:: Angezeigter Text

Einfach gutes
Quarantäne-Essen.
Es sind unwirkliche Wochen, seit Corona ohne Rücksicht auf Verluste über den weltweiten Alltag hereingebrochen ist. Zur Hebung der Stimmung eignet sich Dosenfutter übrigens nur bedingt. Ich empfehle stattdessen einfache, selbstgemachte Gerichte aus Zutaten, die auch abseits angespannter Zeiten in der Vorratskammer liegen. Daraus entstehen dann Feinheiten wie diese Kartoffel-Tortilla.
Die Geschehnisse rund um Corona haben uns mit voller Wucht aus der Komfortzone hinaus geworfen – direkt hinein in eine staatlich verordnete Komfortzone namens Wohnzimmer-Couch. Da sitzen wir nun, reiben uns mit gut gewaschenen Händen die Augen und realisieren langsam, dass das Selbstverständnis jahrelanger Stabilität ins Wanken geraten ist. Unsere satte Gesellschaft wird auf die Probe gestellt.

::::
:: Ausgelesene Daten

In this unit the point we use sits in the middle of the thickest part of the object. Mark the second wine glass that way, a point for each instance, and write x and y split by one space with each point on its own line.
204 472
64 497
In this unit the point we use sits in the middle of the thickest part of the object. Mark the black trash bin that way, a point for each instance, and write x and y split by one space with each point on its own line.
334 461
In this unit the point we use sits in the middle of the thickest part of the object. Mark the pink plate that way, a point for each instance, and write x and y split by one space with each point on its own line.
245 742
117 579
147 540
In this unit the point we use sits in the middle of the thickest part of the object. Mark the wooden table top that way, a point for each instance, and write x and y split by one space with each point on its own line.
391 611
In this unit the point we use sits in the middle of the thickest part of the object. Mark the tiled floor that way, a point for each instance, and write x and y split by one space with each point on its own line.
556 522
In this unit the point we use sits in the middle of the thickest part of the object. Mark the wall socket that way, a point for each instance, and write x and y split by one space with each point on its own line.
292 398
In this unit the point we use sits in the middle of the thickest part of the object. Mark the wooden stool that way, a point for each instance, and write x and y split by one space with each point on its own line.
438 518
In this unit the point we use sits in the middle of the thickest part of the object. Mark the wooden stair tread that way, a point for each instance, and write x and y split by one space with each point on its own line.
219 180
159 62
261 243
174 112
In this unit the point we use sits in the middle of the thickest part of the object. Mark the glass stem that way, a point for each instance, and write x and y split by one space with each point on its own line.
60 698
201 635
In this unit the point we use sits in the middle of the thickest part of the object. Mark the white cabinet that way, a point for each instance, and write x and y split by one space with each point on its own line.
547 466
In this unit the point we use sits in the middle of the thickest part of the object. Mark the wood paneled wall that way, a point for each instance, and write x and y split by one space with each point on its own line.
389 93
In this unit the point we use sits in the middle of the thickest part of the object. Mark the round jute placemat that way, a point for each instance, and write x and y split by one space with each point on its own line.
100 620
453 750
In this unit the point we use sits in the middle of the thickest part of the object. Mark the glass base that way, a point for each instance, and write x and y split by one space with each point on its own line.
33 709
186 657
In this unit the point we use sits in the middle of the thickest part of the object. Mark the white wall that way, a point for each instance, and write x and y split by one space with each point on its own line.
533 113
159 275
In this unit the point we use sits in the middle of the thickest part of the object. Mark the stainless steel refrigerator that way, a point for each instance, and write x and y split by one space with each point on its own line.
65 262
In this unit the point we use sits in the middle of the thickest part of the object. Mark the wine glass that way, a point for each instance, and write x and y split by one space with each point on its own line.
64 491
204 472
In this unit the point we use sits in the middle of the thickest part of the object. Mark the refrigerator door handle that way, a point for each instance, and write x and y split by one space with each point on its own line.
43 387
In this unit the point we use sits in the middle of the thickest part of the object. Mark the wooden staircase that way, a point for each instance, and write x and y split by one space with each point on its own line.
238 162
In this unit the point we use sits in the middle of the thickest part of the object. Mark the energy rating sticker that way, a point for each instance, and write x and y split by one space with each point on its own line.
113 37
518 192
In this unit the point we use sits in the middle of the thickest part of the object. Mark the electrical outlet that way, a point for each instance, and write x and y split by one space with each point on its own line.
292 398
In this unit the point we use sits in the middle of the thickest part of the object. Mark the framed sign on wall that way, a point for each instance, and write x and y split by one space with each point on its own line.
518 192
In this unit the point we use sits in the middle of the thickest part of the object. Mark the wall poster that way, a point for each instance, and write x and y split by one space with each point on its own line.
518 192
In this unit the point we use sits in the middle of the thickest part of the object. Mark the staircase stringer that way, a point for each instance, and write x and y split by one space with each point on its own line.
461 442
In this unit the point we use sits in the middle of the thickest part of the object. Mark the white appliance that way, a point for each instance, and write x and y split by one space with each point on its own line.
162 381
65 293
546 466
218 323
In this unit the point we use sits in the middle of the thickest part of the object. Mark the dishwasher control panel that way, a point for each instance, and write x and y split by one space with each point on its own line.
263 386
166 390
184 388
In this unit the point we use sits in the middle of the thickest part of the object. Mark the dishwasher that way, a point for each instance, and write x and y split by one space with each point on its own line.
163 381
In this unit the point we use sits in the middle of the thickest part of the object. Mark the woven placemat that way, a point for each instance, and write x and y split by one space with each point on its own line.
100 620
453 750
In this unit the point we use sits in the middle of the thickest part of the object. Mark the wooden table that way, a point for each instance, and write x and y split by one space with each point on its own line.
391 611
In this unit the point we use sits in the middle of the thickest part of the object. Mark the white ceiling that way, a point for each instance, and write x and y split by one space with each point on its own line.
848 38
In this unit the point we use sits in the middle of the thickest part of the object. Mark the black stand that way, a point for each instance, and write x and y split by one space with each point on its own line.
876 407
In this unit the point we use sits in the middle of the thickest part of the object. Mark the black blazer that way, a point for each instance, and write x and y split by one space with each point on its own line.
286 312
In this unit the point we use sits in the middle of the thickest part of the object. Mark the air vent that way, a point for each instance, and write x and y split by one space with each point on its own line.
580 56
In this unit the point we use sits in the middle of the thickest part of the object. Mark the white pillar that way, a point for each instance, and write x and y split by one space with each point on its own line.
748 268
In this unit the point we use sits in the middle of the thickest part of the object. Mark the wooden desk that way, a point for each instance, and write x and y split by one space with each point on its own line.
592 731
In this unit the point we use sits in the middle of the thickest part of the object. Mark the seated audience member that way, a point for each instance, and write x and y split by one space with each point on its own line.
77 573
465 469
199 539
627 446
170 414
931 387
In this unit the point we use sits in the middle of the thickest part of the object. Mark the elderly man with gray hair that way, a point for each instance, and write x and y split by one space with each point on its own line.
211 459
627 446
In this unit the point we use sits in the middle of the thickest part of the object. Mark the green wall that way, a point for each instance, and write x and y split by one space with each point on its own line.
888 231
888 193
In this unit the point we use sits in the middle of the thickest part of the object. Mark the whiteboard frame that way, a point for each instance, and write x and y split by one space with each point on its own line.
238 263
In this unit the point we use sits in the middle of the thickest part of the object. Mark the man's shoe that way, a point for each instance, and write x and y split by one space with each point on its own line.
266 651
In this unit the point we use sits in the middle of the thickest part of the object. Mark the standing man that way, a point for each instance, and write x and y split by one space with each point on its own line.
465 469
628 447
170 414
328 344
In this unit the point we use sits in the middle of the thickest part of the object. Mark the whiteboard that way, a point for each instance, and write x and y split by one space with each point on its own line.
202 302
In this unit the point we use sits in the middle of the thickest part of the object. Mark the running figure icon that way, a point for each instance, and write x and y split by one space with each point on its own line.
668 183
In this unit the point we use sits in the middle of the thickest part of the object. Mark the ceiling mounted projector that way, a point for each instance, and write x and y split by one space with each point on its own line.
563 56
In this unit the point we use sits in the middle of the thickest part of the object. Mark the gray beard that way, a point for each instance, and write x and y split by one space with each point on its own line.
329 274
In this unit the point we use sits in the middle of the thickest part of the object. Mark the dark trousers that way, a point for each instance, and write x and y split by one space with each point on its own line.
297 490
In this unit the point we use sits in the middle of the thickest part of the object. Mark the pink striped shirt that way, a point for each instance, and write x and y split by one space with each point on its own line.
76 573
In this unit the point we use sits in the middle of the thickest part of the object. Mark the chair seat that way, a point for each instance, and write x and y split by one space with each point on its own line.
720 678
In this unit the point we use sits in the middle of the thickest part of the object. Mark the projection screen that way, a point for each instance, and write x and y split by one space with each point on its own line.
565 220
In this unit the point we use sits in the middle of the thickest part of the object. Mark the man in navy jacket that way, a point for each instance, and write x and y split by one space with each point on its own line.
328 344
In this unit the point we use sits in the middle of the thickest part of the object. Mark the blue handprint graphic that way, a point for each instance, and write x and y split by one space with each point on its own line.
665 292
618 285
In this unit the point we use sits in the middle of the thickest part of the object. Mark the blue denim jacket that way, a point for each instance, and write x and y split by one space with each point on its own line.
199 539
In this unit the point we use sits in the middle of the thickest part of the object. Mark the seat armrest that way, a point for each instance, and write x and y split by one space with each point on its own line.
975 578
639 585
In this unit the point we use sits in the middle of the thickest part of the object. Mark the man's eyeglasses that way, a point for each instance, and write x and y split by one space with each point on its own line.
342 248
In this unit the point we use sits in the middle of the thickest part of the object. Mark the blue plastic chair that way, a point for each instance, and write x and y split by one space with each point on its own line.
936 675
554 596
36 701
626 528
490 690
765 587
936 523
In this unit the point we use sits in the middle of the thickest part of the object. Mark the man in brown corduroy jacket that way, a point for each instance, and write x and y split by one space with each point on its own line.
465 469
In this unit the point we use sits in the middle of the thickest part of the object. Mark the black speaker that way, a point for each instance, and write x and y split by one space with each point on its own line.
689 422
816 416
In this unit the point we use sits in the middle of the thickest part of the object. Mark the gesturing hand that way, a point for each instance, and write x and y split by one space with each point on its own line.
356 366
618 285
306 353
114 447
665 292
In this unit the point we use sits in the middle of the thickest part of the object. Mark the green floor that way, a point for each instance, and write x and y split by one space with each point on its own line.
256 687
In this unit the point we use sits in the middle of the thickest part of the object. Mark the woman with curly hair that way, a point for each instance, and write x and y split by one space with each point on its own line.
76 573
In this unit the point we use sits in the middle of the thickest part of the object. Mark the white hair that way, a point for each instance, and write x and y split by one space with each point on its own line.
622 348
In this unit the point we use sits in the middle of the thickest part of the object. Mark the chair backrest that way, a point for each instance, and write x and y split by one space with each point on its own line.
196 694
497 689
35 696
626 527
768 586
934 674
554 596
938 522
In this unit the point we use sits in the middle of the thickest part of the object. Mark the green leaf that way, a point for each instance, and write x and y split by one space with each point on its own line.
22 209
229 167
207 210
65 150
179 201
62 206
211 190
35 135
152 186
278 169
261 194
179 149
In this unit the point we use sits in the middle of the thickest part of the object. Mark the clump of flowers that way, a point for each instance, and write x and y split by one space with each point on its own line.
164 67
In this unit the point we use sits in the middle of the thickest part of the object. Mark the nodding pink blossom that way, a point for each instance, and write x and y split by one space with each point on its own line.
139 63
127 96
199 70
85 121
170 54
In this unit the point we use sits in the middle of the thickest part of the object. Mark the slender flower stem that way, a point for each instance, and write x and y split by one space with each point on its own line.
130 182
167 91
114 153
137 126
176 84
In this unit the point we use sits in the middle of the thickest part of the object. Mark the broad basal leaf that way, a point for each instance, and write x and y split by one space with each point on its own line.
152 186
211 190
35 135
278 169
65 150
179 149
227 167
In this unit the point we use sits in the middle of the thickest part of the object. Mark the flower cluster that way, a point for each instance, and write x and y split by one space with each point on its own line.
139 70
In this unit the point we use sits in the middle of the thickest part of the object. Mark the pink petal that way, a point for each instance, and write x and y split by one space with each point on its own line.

::::

* _Aufgaben_:
1. Gib aus dem Text über Quarantäne-Essen den Abschnitt wortgetreu aus. Fang bei den Worten „Es sind unwirkliche“ an und hör nach „die Probe gestellt.“ auf.
2. Nenne alle Wörter mit Bindestrich, die im Text über Quarantäne-Essen vorkommen.
3. Übersetze diesen Satz aus dem Text über Quarantäne-Essen ins Englische: „Unsere satte Gesellschaft wird auf die Probe gestellt.“

* _Lösungen_:
1.
Es sind unwirkliche Wochen, seit Corona ohne Rücksicht auf Verluste über den weltweiten Alltag hereingebrochen ist. Zur Hebung der Stimmung eignet sich Dosenfutter übrigens nur bedingt. Ich empfehle stattdessen einfache, selbstgemachte Gerichte aus Zutaten, die auch abseits angespannter Zeiten in der Vorratskammer liegen. Daraus entstehen dann Feinheiten wie diese Kartoffel-Tortilla.
Die Geschehnisse rund um Corona haben uns mit voller Wucht aus der Komfortzone hinaus geworfen – direkt hinein in eine staatlich verordnete Komfortzone namens Wohnzimmer-Couch. Da sitzen wir nun, reiben uns mit gut gewaschenen Händen die Augen und realisieren langsam, dass das Selbstverständnis jahrelanger Stabilität ins Wanken geraten ist. Unsere satte Gesellschaft wird auf die Probe gestellt.

2.
Quarantäne-Essen
Kartoffel-Tortilla
Wohnzimmer-Couch

3. Our well-fed society is being put to the test.